▸ Exercise aim
Please write out all of the entries beneath this line exactly, skipping the pictures.

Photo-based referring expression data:
______

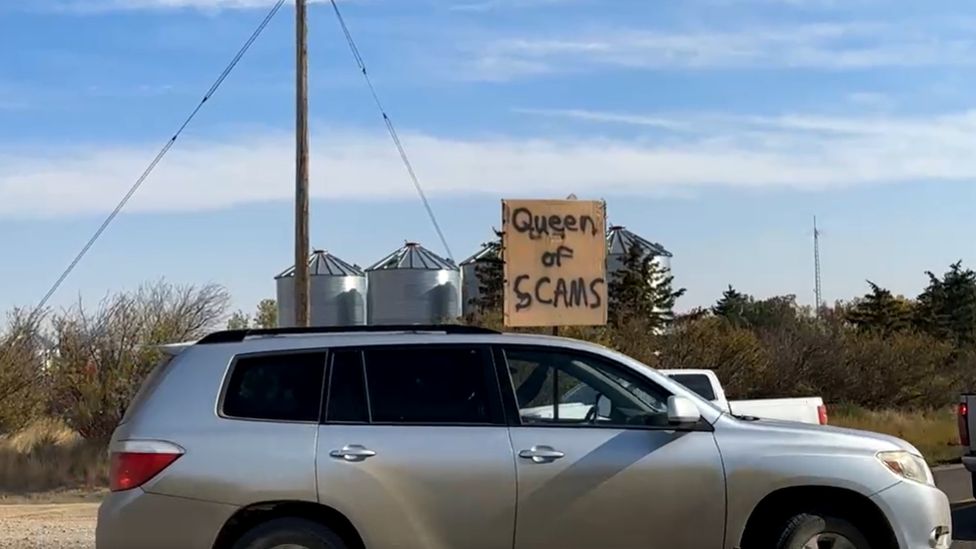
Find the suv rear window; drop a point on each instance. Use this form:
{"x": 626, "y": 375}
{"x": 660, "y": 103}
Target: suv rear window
{"x": 432, "y": 385}
{"x": 277, "y": 387}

______

▸ Answer section
Find the suv rear window; drop a point on each instance. Use this form:
{"x": 626, "y": 375}
{"x": 660, "y": 103}
Target: suv rear window
{"x": 432, "y": 385}
{"x": 277, "y": 387}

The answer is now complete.